## REQUIRED WORK
Using the records below, copy every line that holds the string "instance".

## DATASET CONTENT
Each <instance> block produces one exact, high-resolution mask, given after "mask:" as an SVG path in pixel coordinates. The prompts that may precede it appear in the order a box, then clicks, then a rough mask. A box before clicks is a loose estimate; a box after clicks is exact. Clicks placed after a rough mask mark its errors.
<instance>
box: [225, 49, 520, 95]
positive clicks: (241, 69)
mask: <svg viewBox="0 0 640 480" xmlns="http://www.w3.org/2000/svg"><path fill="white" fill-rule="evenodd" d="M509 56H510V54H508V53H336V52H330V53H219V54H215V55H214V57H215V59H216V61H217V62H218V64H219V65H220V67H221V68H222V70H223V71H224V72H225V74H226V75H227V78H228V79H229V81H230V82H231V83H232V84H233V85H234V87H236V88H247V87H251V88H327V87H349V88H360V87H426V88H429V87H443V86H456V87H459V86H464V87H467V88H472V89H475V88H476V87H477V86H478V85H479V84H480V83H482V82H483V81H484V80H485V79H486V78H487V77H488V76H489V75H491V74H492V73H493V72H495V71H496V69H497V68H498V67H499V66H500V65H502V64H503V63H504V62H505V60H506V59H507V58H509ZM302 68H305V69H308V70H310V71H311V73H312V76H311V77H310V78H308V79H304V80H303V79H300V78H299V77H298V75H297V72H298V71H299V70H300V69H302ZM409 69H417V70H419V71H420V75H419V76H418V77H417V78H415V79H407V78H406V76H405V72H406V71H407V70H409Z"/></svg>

## SOLUTION FOR THIS TASK
Each <instance> block produces one exact, high-resolution mask, given after "mask:" as an SVG path in pixel coordinates. The prompts that may precede it appear in the order a box, then clicks, then a rough mask. A box before clicks is a loose estimate; a box after clicks is exact. Clicks placed after a rough mask mark its errors.
<instance>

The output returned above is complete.